(Data excerpts)
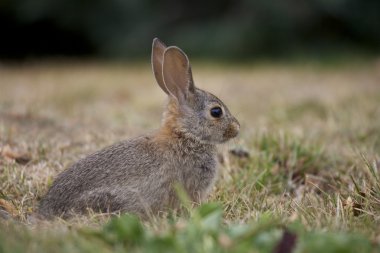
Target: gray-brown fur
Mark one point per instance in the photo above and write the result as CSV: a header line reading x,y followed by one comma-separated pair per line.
x,y
138,175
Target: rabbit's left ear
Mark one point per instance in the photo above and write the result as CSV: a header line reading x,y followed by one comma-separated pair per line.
x,y
177,74
158,49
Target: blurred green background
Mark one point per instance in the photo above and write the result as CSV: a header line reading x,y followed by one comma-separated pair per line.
x,y
214,29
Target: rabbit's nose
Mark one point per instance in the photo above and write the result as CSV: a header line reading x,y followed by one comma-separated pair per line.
x,y
232,130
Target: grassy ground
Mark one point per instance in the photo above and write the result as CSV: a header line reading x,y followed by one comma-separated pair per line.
x,y
312,178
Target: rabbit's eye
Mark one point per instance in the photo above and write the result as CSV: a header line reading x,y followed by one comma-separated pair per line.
x,y
216,112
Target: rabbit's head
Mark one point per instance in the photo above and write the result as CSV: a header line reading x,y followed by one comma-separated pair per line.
x,y
191,111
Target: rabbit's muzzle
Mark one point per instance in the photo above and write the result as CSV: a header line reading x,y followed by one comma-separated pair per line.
x,y
232,130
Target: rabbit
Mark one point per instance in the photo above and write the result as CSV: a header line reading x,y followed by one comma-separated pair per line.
x,y
137,175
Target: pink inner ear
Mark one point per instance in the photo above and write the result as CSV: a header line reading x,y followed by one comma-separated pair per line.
x,y
177,72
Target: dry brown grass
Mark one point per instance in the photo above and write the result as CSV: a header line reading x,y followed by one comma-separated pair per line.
x,y
307,129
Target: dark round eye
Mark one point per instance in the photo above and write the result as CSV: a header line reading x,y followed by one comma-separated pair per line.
x,y
216,112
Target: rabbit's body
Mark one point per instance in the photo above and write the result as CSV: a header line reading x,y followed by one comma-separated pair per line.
x,y
138,175
113,179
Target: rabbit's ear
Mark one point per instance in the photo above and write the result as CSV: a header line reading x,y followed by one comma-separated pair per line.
x,y
158,49
177,74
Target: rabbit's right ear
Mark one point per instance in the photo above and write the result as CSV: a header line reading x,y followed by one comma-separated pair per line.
x,y
177,74
158,49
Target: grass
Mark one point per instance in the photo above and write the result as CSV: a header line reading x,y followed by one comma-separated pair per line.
x,y
311,180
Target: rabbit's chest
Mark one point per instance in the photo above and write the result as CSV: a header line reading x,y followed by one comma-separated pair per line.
x,y
198,176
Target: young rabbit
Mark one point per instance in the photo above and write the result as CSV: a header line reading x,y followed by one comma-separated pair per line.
x,y
138,175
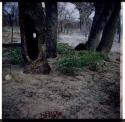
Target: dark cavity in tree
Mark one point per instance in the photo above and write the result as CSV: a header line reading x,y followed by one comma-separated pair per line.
x,y
31,42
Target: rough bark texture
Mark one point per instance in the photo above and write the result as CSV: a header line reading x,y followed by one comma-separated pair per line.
x,y
109,31
32,21
102,14
51,28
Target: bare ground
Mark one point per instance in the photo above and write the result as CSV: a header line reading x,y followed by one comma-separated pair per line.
x,y
87,95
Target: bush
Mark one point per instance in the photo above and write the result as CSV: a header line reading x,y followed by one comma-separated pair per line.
x,y
74,61
15,56
63,48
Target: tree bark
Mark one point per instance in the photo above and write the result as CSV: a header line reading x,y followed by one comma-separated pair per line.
x,y
102,14
32,22
109,31
51,28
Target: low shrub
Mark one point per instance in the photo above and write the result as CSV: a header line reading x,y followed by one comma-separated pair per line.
x,y
63,48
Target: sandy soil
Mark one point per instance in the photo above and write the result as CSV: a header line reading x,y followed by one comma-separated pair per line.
x,y
87,95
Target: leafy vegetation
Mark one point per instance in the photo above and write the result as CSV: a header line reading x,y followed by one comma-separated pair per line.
x,y
73,61
64,48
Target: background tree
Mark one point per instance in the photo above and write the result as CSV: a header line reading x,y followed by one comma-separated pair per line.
x,y
51,28
32,22
109,31
102,15
85,10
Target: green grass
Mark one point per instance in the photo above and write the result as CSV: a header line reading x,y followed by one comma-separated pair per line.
x,y
73,61
64,48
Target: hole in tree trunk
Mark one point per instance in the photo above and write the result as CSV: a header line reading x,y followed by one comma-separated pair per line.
x,y
31,39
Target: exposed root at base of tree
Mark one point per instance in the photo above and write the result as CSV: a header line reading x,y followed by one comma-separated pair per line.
x,y
37,68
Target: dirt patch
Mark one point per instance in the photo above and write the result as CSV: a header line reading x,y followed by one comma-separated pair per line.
x,y
87,95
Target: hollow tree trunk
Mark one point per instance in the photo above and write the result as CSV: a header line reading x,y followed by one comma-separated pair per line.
x,y
102,14
32,22
109,31
51,28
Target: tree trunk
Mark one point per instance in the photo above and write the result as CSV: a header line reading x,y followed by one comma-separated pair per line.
x,y
32,22
51,28
102,14
109,31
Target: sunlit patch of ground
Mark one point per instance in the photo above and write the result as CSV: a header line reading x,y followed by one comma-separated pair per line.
x,y
87,95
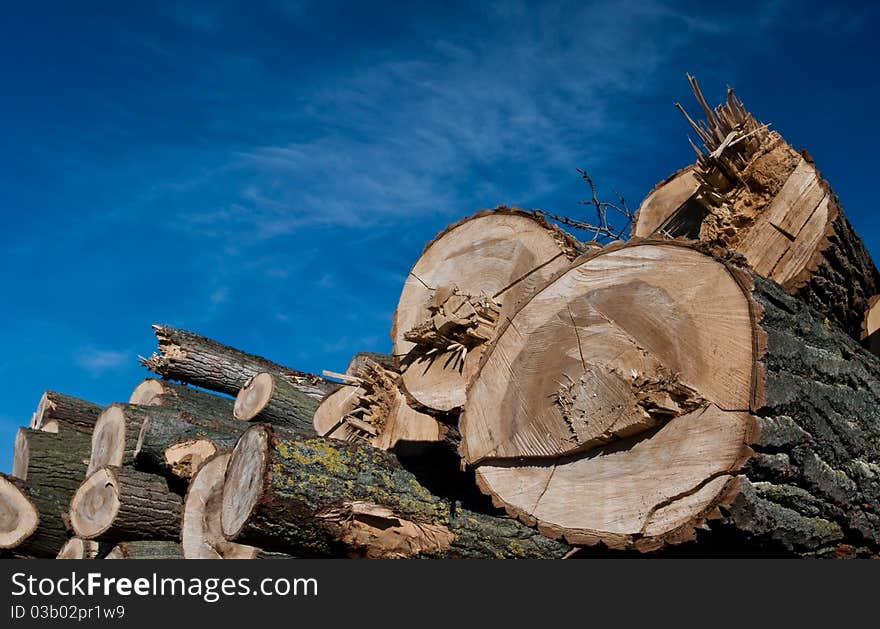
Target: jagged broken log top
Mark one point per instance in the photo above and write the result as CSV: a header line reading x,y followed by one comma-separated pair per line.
x,y
203,362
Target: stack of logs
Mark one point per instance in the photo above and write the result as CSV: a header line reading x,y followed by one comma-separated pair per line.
x,y
707,387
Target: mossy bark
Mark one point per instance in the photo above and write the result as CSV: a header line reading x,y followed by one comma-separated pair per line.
x,y
304,480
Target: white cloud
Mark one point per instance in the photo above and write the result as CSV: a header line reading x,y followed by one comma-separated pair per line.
x,y
97,361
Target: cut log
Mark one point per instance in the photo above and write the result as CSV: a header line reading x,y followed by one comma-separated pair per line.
x,y
115,437
57,408
752,192
192,402
171,445
77,548
31,518
376,412
622,401
272,399
467,278
199,361
146,549
57,460
322,497
201,535
120,503
871,328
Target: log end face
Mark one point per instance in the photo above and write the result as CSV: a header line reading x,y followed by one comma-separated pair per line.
x,y
253,397
245,477
95,504
108,439
148,393
21,456
18,516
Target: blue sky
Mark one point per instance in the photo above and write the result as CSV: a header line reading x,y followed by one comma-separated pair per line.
x,y
265,173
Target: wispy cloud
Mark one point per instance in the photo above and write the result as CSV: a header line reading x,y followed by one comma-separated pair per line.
x,y
97,361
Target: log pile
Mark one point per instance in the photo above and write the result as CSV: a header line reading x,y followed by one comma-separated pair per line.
x,y
711,386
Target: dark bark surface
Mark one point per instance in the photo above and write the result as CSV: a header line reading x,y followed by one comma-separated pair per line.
x,y
66,409
813,486
202,362
304,480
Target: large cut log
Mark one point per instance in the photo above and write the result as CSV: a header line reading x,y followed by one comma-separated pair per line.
x,y
270,398
467,279
871,326
373,409
54,459
146,549
123,504
201,536
199,361
56,408
77,548
654,389
322,497
31,518
194,402
752,192
172,445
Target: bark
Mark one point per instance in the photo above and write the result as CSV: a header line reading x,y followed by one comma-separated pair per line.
x,y
51,459
20,500
163,443
272,399
57,408
322,497
202,405
146,549
123,504
813,486
199,361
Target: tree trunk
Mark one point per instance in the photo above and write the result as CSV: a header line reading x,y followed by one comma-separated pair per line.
x,y
55,459
193,402
146,549
375,411
31,518
119,503
56,408
270,398
467,278
174,446
322,497
77,548
199,361
752,192
201,536
653,390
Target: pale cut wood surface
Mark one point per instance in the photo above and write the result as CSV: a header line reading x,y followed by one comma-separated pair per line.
x,y
618,494
663,201
594,336
502,255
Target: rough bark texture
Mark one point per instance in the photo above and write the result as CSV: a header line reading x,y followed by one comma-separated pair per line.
x,y
51,505
145,549
50,459
199,361
66,409
148,510
288,407
845,278
813,485
194,402
160,435
328,498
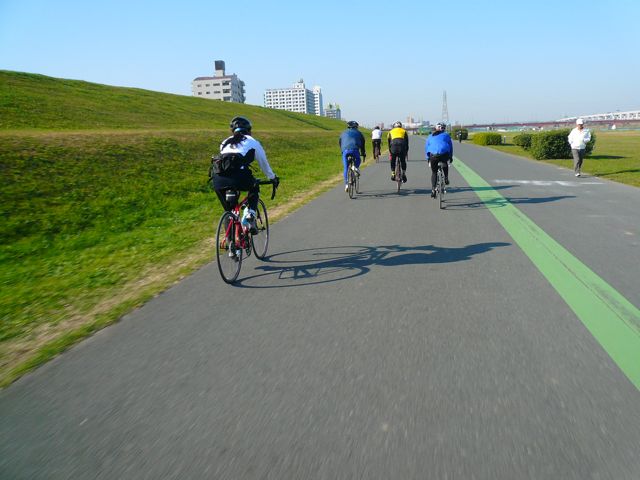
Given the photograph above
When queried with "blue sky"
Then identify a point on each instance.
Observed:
(381, 61)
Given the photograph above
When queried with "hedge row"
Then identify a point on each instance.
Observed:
(523, 140)
(455, 130)
(487, 138)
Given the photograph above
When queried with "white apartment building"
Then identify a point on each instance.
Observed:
(295, 99)
(333, 111)
(228, 88)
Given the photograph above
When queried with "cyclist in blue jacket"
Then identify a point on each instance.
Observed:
(438, 148)
(352, 142)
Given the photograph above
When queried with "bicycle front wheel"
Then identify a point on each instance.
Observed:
(260, 240)
(228, 255)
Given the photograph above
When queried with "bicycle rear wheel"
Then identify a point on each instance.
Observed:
(228, 255)
(260, 240)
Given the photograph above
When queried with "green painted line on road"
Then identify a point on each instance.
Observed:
(611, 318)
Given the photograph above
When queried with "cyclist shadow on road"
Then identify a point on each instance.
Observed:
(453, 203)
(314, 266)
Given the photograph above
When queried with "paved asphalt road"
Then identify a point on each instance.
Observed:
(383, 339)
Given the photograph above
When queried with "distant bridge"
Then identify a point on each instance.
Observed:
(606, 117)
(562, 123)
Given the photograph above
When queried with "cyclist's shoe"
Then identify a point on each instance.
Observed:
(249, 221)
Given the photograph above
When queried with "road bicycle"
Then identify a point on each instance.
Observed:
(376, 151)
(398, 173)
(353, 177)
(441, 187)
(234, 240)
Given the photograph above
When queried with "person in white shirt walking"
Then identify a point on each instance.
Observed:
(578, 139)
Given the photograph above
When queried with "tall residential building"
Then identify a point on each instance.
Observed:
(228, 88)
(295, 99)
(333, 111)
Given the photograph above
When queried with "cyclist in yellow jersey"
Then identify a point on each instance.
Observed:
(398, 141)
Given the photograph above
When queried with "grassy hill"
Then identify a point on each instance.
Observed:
(30, 101)
(105, 200)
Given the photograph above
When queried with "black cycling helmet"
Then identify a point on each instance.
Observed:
(240, 124)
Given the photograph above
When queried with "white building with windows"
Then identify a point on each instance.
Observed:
(333, 111)
(295, 99)
(228, 88)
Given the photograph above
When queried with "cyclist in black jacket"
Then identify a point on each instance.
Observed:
(237, 152)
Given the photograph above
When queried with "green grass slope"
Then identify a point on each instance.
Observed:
(31, 101)
(105, 200)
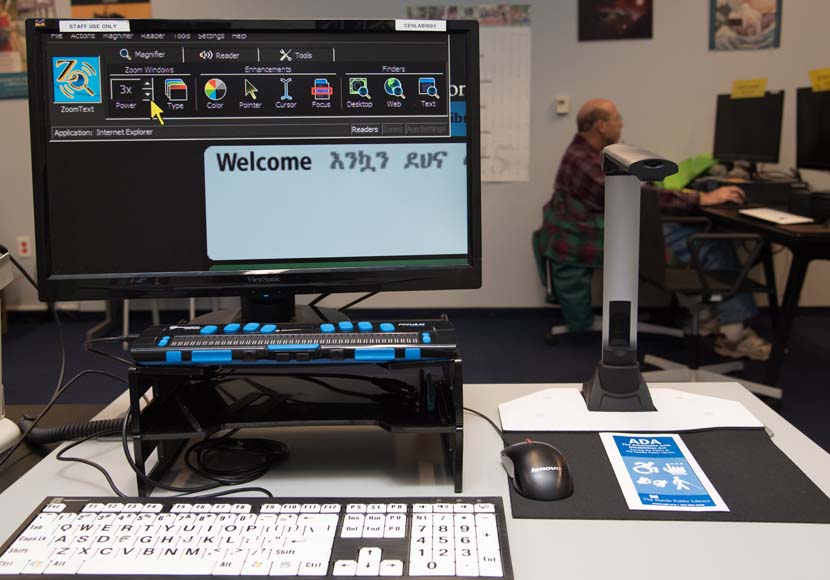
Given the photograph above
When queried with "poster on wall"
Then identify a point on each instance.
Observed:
(13, 15)
(111, 9)
(745, 24)
(504, 46)
(615, 19)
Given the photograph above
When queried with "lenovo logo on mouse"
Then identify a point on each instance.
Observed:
(546, 468)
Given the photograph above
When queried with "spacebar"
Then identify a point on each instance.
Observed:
(148, 566)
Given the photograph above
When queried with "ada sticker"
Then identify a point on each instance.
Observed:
(657, 472)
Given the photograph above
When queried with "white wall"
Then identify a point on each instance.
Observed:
(664, 87)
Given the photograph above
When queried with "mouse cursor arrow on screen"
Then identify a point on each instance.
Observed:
(250, 89)
(155, 112)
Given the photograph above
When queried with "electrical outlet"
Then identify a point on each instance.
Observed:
(24, 246)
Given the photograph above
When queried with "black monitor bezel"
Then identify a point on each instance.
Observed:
(799, 153)
(256, 284)
(777, 96)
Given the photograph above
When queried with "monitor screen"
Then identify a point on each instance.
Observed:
(187, 158)
(749, 129)
(813, 129)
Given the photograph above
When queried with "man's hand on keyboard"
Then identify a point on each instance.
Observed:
(726, 194)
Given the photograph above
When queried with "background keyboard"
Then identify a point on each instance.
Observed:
(270, 343)
(333, 538)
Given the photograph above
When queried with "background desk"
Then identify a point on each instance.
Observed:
(807, 242)
(369, 463)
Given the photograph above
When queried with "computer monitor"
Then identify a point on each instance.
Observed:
(255, 158)
(813, 129)
(749, 129)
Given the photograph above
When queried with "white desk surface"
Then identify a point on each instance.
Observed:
(366, 462)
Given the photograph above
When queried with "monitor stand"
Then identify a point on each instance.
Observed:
(274, 308)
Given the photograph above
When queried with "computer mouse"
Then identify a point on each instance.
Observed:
(538, 470)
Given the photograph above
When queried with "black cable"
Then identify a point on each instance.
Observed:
(492, 424)
(122, 338)
(357, 301)
(182, 490)
(49, 405)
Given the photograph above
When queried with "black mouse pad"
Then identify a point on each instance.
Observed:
(755, 478)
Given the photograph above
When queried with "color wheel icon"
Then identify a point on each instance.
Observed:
(215, 89)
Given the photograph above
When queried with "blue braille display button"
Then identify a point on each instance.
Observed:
(374, 354)
(211, 356)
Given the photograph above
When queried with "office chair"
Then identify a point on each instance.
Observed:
(700, 289)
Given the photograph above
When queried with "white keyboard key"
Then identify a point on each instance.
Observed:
(341, 568)
(284, 566)
(391, 568)
(368, 562)
(352, 526)
(317, 567)
(53, 508)
(489, 564)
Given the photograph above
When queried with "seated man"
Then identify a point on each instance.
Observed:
(574, 224)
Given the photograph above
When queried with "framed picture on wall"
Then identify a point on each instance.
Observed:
(615, 19)
(745, 24)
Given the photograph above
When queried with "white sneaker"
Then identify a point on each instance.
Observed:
(749, 345)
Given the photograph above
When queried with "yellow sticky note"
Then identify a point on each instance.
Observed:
(820, 79)
(749, 89)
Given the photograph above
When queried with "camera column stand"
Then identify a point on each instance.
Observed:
(193, 402)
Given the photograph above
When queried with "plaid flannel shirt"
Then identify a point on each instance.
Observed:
(574, 221)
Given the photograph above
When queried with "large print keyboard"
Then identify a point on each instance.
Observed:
(269, 343)
(332, 538)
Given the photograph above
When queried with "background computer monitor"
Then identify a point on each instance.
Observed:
(749, 129)
(813, 129)
(289, 157)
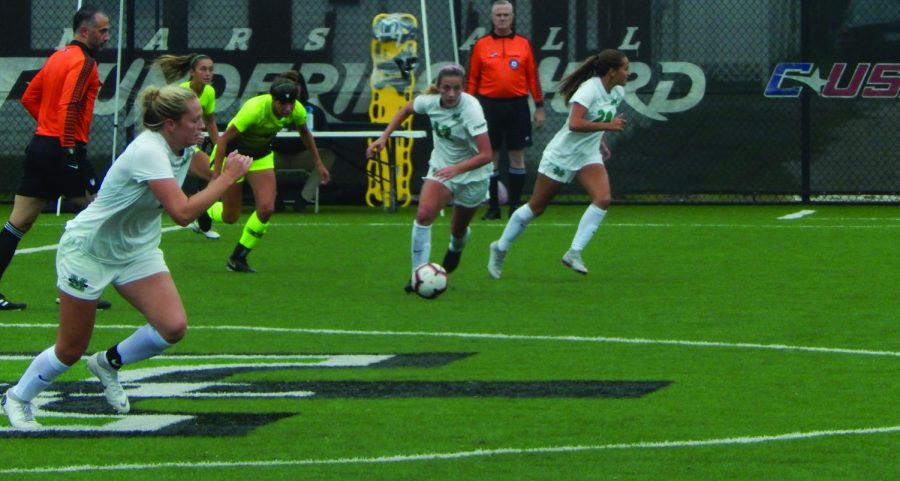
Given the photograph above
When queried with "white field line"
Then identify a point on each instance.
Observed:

TASK STATEMENT: Could you tally the lines in the data that contain the string "black" and answer with the number alone?

RESPONSE BOX: 5